#### Instrucciones:
Imprime todas las entradas que siguen, línea por línea y sin ninguna modificación.

═══ Entradas extraídas

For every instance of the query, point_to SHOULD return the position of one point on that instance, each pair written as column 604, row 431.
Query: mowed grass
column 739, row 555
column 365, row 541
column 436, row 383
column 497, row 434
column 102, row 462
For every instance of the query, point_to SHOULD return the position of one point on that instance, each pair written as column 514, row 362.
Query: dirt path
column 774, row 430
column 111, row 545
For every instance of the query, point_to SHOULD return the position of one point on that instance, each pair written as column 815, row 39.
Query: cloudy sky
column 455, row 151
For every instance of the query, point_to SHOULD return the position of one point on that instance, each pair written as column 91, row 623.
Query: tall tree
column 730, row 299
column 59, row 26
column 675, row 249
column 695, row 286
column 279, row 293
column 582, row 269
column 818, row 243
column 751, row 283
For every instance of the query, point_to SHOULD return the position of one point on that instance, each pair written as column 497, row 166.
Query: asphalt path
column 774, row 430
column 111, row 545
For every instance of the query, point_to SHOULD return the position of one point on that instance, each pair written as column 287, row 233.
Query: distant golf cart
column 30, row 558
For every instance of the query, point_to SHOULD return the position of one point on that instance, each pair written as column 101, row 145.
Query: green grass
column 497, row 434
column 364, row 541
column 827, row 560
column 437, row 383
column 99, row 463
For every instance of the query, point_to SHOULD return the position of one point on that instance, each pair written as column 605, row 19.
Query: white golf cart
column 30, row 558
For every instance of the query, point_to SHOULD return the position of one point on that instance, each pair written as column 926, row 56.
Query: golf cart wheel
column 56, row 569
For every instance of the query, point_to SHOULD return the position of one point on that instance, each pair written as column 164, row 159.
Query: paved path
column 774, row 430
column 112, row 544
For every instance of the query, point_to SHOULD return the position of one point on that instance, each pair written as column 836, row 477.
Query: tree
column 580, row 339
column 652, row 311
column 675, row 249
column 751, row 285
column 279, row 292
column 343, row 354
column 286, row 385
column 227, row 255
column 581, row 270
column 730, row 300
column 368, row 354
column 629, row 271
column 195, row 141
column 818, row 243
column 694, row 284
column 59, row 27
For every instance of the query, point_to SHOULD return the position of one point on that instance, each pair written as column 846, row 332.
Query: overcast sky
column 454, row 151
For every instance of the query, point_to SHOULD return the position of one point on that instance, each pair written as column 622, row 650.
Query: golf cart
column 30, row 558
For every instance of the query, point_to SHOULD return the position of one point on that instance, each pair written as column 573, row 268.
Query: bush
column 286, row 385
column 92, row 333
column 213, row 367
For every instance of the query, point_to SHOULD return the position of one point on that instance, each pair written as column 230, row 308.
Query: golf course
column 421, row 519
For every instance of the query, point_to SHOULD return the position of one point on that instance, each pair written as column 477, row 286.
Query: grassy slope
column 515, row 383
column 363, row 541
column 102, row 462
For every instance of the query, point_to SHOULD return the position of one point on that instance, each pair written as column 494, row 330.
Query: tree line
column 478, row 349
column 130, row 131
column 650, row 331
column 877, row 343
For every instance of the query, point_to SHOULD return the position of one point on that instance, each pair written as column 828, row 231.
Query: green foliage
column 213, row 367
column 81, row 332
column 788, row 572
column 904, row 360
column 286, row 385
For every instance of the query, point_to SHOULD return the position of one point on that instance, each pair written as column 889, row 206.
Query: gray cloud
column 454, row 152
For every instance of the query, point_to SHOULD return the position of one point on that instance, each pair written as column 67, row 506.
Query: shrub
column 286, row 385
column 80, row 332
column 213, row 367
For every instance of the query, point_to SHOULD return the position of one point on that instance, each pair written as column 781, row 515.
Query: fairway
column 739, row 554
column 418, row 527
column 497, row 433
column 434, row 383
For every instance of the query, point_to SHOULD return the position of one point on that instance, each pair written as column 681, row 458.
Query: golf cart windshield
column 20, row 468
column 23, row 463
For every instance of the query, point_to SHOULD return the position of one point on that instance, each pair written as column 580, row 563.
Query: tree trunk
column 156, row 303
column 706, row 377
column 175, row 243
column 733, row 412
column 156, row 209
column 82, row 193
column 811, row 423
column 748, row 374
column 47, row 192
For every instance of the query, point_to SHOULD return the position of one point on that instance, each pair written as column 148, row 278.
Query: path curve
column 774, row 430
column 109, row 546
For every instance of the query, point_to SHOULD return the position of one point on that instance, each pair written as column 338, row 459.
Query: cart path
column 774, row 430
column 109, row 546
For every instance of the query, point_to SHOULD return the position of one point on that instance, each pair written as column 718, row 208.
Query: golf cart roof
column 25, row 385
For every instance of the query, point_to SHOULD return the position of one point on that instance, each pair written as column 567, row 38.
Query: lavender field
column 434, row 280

══════

#### Respuesta completa:
For every instance of the query, point_to SHOULD return the position of one point on that instance, each pair written as column 604, row 431.
Query: mowed grass
column 739, row 555
column 365, row 541
column 436, row 383
column 497, row 434
column 102, row 462
For every instance of the query, point_to SHOULD return the position of one point on that instance, each pair written as column 514, row 362.
Query: dirt path
column 774, row 430
column 111, row 545
For every instance of the query, point_to SHOULD return the position of one point on that instance, each pair written as column 815, row 39.
Query: cloudy sky
column 455, row 151
For every instance of the query, point_to SHOULD return the position of one point on that instance, each pair written as column 91, row 623.
Query: tall tree
column 730, row 299
column 59, row 26
column 675, row 249
column 695, row 286
column 279, row 293
column 582, row 269
column 818, row 243
column 751, row 283
For every instance of the query, point_to SHOULD return the position of one point on that instance, each pair written as column 497, row 166.
Query: asphalt path
column 774, row 430
column 111, row 545
For every instance of the query, point_to SHOULD return the position of one point on that instance, each pair written as column 287, row 233.
Query: distant golf cart
column 30, row 558
For every instance of the query, point_to SHOULD return the position of one point on that instance, each pair written as column 101, row 145.
Query: green grass
column 497, row 434
column 364, row 541
column 827, row 560
column 437, row 383
column 99, row 463
For every instance of the query, point_to SHOULD return the position of one point on that instance, each pair written as column 605, row 19.
Query: white golf cart
column 30, row 558
For every instance of the query, point_to SHOULD return the position of one point on that instance, each pair written as column 926, row 56.
Query: golf cart wheel
column 56, row 569
For every instance of the query, point_to SHOULD return the position of one point on that instance, each pair written as column 164, row 159.
Query: paved path
column 774, row 430
column 112, row 544
For every instance of the query, point_to SHOULD return the position of one point on that instance, each pair written as column 836, row 477.
Query: tree
column 580, row 339
column 652, row 311
column 675, row 249
column 751, row 285
column 279, row 292
column 343, row 354
column 286, row 385
column 227, row 255
column 581, row 270
column 730, row 300
column 368, row 354
column 629, row 271
column 195, row 141
column 818, row 243
column 694, row 284
column 59, row 27
For every instance of the query, point_to SHOULD return the position of one point on that instance, each pair written as column 846, row 332.
Query: overcast sky
column 454, row 151
For every instance of the query, point_to SHOULD return the position of one point on that instance, each pair written as column 622, row 650.
Query: golf cart
column 30, row 558
For every instance of the query, point_to SHOULD return the position of one point on that instance, each pair written as column 573, row 268.
Query: bush
column 286, row 385
column 92, row 333
column 213, row 367
For every instance of the query, point_to SHOULD return the position of one point on that instance, each pair written as column 230, row 308.
Query: golf course
column 421, row 519
For every instance of the query, point_to SHOULD return the position of one point on that instance, each pair written as column 477, row 286.
Query: grassy slope
column 515, row 383
column 363, row 541
column 102, row 462
For every instance of the query, point_to SHOULD return the position of one point on that instance, each pair written as column 494, row 330.
Query: tree line
column 478, row 349
column 130, row 131
column 650, row 331
column 877, row 343
For every instance of the query, point_to SHOULD return the position of one point on that instance, each pair written as column 828, row 231.
Query: green foliage
column 213, row 367
column 81, row 332
column 788, row 572
column 904, row 360
column 286, row 385
For every instance of the query, point_to SHOULD return the position of one point on that instance, each pair written as column 889, row 206.
Query: gray cloud
column 454, row 152
For every instance of the query, point_to SHOULD return the position of one point on that instance, each pair written as column 67, row 506.
Query: shrub
column 286, row 385
column 80, row 332
column 213, row 367
For every instance of the query, point_to SHOULD return the position of one point on that instance, each pair written as column 781, row 515.
Query: fairway
column 739, row 554
column 418, row 527
column 497, row 433
column 434, row 383
For every instance of the query, point_to SHOULD return the position of one point on that instance, each pair written as column 681, row 458.
Query: golf cart windshield
column 20, row 468
column 23, row 463
For every instance of the query, point_to SHOULD return the position of one point on that instance, each pair written as column 580, row 563.
Query: tree trunk
column 156, row 303
column 706, row 377
column 175, row 243
column 733, row 412
column 156, row 209
column 82, row 193
column 811, row 423
column 748, row 374
column 47, row 192
For every instance of the query, point_to SHOULD return the position of one point on that instance, each pair written as column 148, row 278.
Query: path curve
column 774, row 430
column 109, row 546
For every instance of the query, point_to SHOULD return the position of one point on that instance, each pair written as column 338, row 459.
Query: cart path
column 774, row 430
column 109, row 546
For every instance of the query, point_to SHOULD return the position of one point on that instance, each pair written as column 718, row 208.
Query: golf cart roof
column 25, row 385
For every instance of the query, point_to SHOULD return the position of one point on that instance, each pair written as column 567, row 38.
Query: lavender field
column 434, row 280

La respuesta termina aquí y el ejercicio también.